• [AIM OF THE TASK]: Search the material for the string "instance", then show every line where it turns up.

• [RECORD EXTRACTS]:
---+---
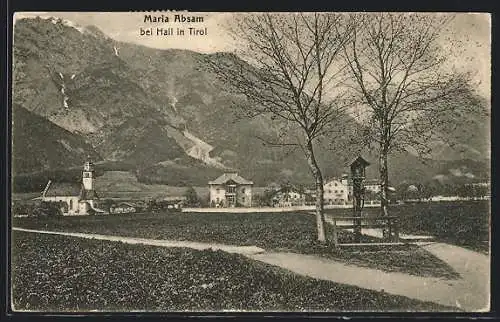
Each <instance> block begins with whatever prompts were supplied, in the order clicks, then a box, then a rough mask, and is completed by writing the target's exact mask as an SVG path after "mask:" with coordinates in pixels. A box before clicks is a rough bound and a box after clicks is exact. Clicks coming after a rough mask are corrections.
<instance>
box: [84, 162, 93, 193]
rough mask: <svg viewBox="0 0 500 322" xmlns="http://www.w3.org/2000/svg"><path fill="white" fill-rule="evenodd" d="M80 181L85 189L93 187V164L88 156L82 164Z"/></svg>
mask: <svg viewBox="0 0 500 322" xmlns="http://www.w3.org/2000/svg"><path fill="white" fill-rule="evenodd" d="M82 182H83V187H84V189H85V190H93V189H94V164H93V163H92V160H91V159H90V156H88V157H87V161H86V162H85V164H84V165H83V172H82Z"/></svg>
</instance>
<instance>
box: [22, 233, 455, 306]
---+---
• [OUTPUT]:
Each <instance> block begins with whatever prompts were supplied, in the order clicks, then a box, then a rough mask, and is completed by writing the target's exact mask as an SVG path after "mask:" with coordinates in pixels. A box before clicks is a rough bound and a box after clicks is exact. Clicks coming after a rough mask are corrections.
<instance>
</instance>
<instance>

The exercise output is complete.